» **Stated exercise**:
Write out each line beneath this one exactly as it reads.

» **Working data**:
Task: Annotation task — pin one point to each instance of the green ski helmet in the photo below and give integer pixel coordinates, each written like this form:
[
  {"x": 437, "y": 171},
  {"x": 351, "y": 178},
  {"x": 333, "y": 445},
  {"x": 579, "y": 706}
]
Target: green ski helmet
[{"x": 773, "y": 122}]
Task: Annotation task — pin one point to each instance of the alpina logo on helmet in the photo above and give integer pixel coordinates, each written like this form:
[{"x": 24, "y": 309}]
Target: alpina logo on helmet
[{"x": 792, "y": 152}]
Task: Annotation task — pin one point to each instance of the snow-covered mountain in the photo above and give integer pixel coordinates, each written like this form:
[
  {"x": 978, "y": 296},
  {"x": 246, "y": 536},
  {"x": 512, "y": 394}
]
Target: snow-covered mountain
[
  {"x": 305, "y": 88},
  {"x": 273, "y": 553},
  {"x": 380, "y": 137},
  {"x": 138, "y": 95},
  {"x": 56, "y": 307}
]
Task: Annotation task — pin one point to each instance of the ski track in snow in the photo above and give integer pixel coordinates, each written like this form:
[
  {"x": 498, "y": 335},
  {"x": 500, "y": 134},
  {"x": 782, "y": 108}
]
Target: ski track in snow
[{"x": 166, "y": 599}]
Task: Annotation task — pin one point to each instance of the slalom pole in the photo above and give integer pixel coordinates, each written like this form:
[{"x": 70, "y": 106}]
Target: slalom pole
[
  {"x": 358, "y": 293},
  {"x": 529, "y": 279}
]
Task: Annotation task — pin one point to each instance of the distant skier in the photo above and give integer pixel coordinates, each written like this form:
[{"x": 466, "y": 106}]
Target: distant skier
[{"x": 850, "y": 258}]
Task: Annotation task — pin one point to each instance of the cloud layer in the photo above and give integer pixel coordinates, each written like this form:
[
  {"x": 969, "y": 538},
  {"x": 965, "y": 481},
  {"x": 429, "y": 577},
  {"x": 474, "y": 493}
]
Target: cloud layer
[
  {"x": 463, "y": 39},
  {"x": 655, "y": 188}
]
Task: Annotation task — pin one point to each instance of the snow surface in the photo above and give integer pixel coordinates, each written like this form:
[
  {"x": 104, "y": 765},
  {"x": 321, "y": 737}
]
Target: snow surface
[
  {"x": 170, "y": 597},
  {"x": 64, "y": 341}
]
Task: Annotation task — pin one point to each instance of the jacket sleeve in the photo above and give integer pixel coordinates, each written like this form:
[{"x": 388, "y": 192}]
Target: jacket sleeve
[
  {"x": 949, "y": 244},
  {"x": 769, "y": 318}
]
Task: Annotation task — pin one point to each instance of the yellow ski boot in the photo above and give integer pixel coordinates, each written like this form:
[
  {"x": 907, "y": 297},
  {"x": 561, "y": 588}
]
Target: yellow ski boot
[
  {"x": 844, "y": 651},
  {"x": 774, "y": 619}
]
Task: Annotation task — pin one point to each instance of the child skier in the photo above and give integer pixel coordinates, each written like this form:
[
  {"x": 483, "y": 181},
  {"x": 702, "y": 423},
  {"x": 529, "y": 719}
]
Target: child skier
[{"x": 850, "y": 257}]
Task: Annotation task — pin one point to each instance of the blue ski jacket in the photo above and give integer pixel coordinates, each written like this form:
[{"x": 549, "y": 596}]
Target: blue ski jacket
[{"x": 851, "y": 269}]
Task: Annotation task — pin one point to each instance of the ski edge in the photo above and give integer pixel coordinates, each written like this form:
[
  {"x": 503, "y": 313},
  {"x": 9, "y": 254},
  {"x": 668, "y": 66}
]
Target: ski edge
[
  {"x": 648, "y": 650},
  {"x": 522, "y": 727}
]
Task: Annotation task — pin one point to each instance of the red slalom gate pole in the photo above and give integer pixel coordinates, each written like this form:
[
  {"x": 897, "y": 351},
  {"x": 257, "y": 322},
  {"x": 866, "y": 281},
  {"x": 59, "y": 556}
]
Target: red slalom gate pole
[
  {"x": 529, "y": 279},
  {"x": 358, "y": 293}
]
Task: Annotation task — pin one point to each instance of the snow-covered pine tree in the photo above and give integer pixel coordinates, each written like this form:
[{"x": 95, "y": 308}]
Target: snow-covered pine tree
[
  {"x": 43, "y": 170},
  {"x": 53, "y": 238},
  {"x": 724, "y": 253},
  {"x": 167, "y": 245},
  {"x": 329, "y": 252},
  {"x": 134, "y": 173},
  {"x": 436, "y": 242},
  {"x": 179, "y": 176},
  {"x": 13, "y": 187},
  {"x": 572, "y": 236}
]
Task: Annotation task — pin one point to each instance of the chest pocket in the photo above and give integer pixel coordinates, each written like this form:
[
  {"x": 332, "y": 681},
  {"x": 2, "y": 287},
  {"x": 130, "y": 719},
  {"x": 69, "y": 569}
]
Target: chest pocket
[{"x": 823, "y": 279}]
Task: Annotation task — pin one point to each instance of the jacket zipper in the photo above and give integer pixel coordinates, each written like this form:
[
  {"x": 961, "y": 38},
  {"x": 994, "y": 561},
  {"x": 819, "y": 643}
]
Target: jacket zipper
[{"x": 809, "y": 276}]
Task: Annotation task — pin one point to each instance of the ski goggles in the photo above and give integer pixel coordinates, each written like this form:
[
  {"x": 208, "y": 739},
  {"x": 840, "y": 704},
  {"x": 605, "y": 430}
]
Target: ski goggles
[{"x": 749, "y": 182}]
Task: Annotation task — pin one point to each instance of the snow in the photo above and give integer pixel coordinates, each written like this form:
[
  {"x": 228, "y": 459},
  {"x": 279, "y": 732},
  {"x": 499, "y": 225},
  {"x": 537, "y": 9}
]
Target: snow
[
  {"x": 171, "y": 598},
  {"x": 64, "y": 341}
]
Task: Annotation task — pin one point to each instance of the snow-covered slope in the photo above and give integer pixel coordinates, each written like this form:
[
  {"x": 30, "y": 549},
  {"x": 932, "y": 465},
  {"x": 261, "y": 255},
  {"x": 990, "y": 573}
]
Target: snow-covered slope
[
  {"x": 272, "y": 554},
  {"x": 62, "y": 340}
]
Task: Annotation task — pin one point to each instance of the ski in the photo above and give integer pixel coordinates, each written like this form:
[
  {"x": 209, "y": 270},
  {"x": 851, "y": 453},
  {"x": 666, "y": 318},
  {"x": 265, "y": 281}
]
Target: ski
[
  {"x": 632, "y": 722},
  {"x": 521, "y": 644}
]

» **Response to this task**:
Task: Annotation task — pin one point to each instance of the green ski helmet in the photo below and give integer pixel coordinates, each written like this form:
[
  {"x": 437, "y": 171},
  {"x": 351, "y": 178},
  {"x": 333, "y": 445},
  {"x": 579, "y": 706}
]
Target: green ski helmet
[{"x": 773, "y": 122}]
Task: Annotation task — pin one point to each instance of the alpina logo on helmet in the photo above and give integer pixel coordinates, each written like this form:
[{"x": 24, "y": 309}]
Target: alpina logo on helmet
[{"x": 792, "y": 152}]
Task: Annotation task — pin one point to each instance of the snow-covered mountain in the photo above and give integer pixel coordinates, each written like this form:
[
  {"x": 978, "y": 296},
  {"x": 246, "y": 536},
  {"x": 512, "y": 394}
]
Target: snow-covered mountain
[
  {"x": 305, "y": 88},
  {"x": 273, "y": 553},
  {"x": 380, "y": 137},
  {"x": 138, "y": 95},
  {"x": 56, "y": 307}
]
Task: Annotation task — pin one point to each instance of the ski track in snow in the photo above and give integer pixel coordinates, each written like this form:
[
  {"x": 498, "y": 335},
  {"x": 500, "y": 134},
  {"x": 782, "y": 108}
]
Target: ski track in snow
[{"x": 166, "y": 599}]
Task: Annotation task — pin one point to each instance of the slalom pole in the photo above and give integer pixel coordinates, each written like this form:
[{"x": 70, "y": 106}]
Target: slalom pole
[
  {"x": 358, "y": 293},
  {"x": 529, "y": 279}
]
Task: Annotation task — pin one point to each instance of the distant skier in the photo above and give integer pixel coordinates, each written like this form:
[{"x": 466, "y": 106}]
Target: distant skier
[{"x": 850, "y": 258}]
Task: Annotation task — pin one point to each instance of the cloud layer in the photo above and give integer pixel coordinates, each written like this form:
[
  {"x": 969, "y": 538},
  {"x": 965, "y": 481},
  {"x": 429, "y": 577},
  {"x": 474, "y": 493}
]
Target: cloud layer
[
  {"x": 463, "y": 39},
  {"x": 655, "y": 188}
]
Task: Annotation task — pin one point to each instance of the snow surface in the photo above and give integer pixel coordinates, each written like this form:
[
  {"x": 104, "y": 765},
  {"x": 321, "y": 737}
]
Target: snow surface
[
  {"x": 170, "y": 597},
  {"x": 64, "y": 341}
]
Task: Annotation task — pin one point to each instance of the jacket sleeve in the photo above and give integer pixel coordinates, each written like this form:
[{"x": 388, "y": 192}]
Target: jacket sleeve
[
  {"x": 949, "y": 244},
  {"x": 769, "y": 318}
]
Task: Annotation task — pin one point to each instance of the yellow ski boot in the photo above and give integer pixel coordinates, each written like this form:
[
  {"x": 907, "y": 297},
  {"x": 561, "y": 588}
]
Target: yellow ski boot
[
  {"x": 844, "y": 651},
  {"x": 774, "y": 619}
]
Task: Annotation task — pin one point to each instance of the child skier in the photo above and give integer pixel coordinates, each written like this form:
[
  {"x": 483, "y": 181},
  {"x": 702, "y": 423},
  {"x": 529, "y": 719}
]
Target: child skier
[{"x": 850, "y": 257}]
Task: Annotation task — pin one point to each instance of the blue ski jacket in the photo above and give integer pixel coordinates, each written like this form:
[{"x": 549, "y": 596}]
Target: blue ski jacket
[{"x": 851, "y": 269}]
Task: Annotation task — pin one point to each instance of the ski edge in the photo above and give integer pixel coordinates, each written like this form:
[
  {"x": 503, "y": 313},
  {"x": 9, "y": 254},
  {"x": 668, "y": 66}
]
Target: ski edge
[
  {"x": 648, "y": 650},
  {"x": 522, "y": 727}
]
Task: Annotation task — pin one point to each instance of the red slalom gate pole in the photo above and give integer pixel coordinates, each written like this form:
[
  {"x": 897, "y": 351},
  {"x": 257, "y": 322},
  {"x": 866, "y": 281},
  {"x": 59, "y": 556}
]
Target: red slalom gate pole
[
  {"x": 529, "y": 279},
  {"x": 358, "y": 293}
]
Task: Annotation task — pin one point to each instance of the snow-covered pine tree in the photo above and give integer pixel coordinates, each written like this form:
[{"x": 95, "y": 308}]
Target: snow-covered pine tree
[
  {"x": 43, "y": 170},
  {"x": 53, "y": 238},
  {"x": 724, "y": 253},
  {"x": 167, "y": 245},
  {"x": 329, "y": 252},
  {"x": 134, "y": 173},
  {"x": 436, "y": 242},
  {"x": 179, "y": 176},
  {"x": 13, "y": 187},
  {"x": 572, "y": 236}
]
Task: Annotation task — pin one point to each instance of the chest pocket in the photo above and give integer pixel coordinates, each written like this form:
[
  {"x": 332, "y": 681},
  {"x": 2, "y": 287},
  {"x": 130, "y": 719},
  {"x": 69, "y": 569}
]
Target: chest pocket
[{"x": 823, "y": 279}]
Task: Annotation task — pin one point to each instance of the jacket zipper in the photo above and give integer pixel coordinates, each written like this form:
[
  {"x": 961, "y": 38},
  {"x": 994, "y": 561},
  {"x": 819, "y": 643}
]
Target: jacket zipper
[{"x": 809, "y": 276}]
Task: Annotation task — pin one point to each instance of the ski goggles in the photo above and give integer pixel coordinates, each written like this form:
[
  {"x": 208, "y": 739},
  {"x": 840, "y": 704},
  {"x": 605, "y": 430}
]
Target: ski goggles
[{"x": 749, "y": 182}]
Task: Annotation task — pin one point to each instance of the snow in the photo above and give integer pixel coordinates, each written like this form:
[
  {"x": 228, "y": 459},
  {"x": 279, "y": 732},
  {"x": 499, "y": 225},
  {"x": 537, "y": 9}
]
Target: snow
[
  {"x": 171, "y": 598},
  {"x": 64, "y": 341}
]
Task: Annotation task — pin one point to each instance of the snow-covered slope in the photo above and give integer pixel coordinates, each written like this form:
[
  {"x": 30, "y": 549},
  {"x": 932, "y": 465},
  {"x": 261, "y": 255},
  {"x": 990, "y": 573}
]
Target: snow-covered slope
[
  {"x": 272, "y": 554},
  {"x": 62, "y": 340}
]
Task: Annotation task — pin one point to each instance of the ski in the photo above and give integer pixel coordinates, each written like this form:
[
  {"x": 209, "y": 270},
  {"x": 851, "y": 453},
  {"x": 666, "y": 318},
  {"x": 265, "y": 281}
]
Target: ski
[
  {"x": 632, "y": 722},
  {"x": 521, "y": 644}
]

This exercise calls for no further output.